++++ Testo di studio ++++

La coltre nera di petrolio che si va allargando nel Golfo del Messico funziona da ‘tappo’ a tutta la vita marina, soffocando alghe e organismi che vivono sotto la superficie. Crostacei, molluschi e pesci muoiono per l’alta tossicità sia degli idrocarburi che dei solventi utilizzati per la dispersione, a quanto riferisce l’Ansa.
Per quanto riguarda gli uccelli, per pulirsi il piumaggio ingeriscono il petrolio che provoca gravi alterazioni agli organi interni. Uno sconvolgimento che per arrivare a un primissimo squarcio di ripristino ha bisogno di almeno dieci anni, che possono arrivare anche a 30-50 anni.
Fino a mezzo secolo, dunque, per gli animali che vivono in un ecosistema di acqua marina o dolce dopo uno sversamento da petrolio e idrocarburi. Un tempo che varia a seconda delle specie, del loro ciclo di riproduzione, dell’ entità del danno e dell’ambiente dove si trovano.

++++ Record del dataset ++++

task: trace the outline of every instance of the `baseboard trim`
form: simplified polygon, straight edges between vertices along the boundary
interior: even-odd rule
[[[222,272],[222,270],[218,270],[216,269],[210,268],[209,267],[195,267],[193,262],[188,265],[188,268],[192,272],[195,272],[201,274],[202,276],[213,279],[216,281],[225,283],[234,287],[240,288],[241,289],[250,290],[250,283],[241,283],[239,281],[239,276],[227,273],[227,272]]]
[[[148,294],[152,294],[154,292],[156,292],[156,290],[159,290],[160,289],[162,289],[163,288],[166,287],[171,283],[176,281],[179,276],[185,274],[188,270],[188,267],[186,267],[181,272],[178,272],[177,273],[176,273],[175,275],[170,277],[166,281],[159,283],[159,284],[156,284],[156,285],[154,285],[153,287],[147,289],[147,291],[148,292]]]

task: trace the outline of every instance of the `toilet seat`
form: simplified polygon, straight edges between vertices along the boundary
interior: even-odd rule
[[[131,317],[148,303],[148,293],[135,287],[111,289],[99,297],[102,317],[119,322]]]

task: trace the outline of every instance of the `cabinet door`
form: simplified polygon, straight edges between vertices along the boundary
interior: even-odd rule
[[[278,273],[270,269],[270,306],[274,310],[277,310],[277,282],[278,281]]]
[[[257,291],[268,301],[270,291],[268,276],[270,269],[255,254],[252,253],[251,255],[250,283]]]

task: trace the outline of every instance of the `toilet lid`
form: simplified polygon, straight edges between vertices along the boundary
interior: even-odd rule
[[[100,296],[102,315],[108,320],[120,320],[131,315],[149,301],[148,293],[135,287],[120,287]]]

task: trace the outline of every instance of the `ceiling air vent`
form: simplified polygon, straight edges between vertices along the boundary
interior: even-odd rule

++++

• Istruzioni da seguire:
Ricopia dal testo sul petrolio nel Golfo del Messico il brano che parte dalle parole "La coltre nera" e arriva fino alle parole "a 30-50 anni." comprese.

• Risposta dell'esercizio:
La coltre nera di petrolio che si va allargando nel Golfo del Messico funziona da ‘tappo’ a tutta la vita marina, soffocando alghe e organismi che vivono sotto la superficie. Crostacei, molluschi e pesci muoiono per l’alta tossicità sia degli idrocarburi che dei solventi utilizzati per la dispersione, a quanto riferisce l’Ansa.
Per quanto riguarda gli uccelli, per pulirsi il piumaggio ingeriscono il petrolio che provoca gravi alterazioni agli organi interni. Uno sconvolgimento che per arrivare a un primissimo squarcio di ripristino ha bisogno di almeno dieci anni, che possono arrivare anche a 30-50 anni.